**** Records to use ****

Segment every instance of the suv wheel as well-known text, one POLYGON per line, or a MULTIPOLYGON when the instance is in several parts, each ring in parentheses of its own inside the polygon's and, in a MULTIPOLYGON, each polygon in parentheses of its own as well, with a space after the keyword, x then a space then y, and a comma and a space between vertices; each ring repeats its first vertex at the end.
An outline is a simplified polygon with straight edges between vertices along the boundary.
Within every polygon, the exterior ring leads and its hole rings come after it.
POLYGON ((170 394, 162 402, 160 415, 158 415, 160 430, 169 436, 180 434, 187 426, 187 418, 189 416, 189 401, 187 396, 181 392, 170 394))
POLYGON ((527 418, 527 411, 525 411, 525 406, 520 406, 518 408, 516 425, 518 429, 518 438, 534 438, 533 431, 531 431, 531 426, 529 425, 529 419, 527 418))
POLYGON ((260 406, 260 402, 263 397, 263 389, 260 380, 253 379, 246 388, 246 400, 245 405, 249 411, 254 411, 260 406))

****

What to produce: Reproduce the stretch from the start of the records through the line containing "POLYGON ((170 394, 162", with "exterior" replaced by "outer" and everything else left unchanged.

Result below:
Segment every instance of the suv wheel as well-known text, one POLYGON per line, or a MULTIPOLYGON when the instance is in several parts, each ring in parentheses of its own inside the polygon's and, in a MULTIPOLYGON, each polygon in parentheses of its own as well, with a space after the keyword, x then a space then y, and a comma and a space between vertices; each ring repeats its first vertex at the end.
An outline is a simplified polygon with straight edges between vertices along the boundary.
Within every polygon, the outer ring leads and its hole rings come after it.
POLYGON ((170 394, 162 402, 160 415, 158 415, 160 430, 169 436, 180 434, 187 426, 187 418, 189 416, 189 401, 187 396, 181 392, 170 394))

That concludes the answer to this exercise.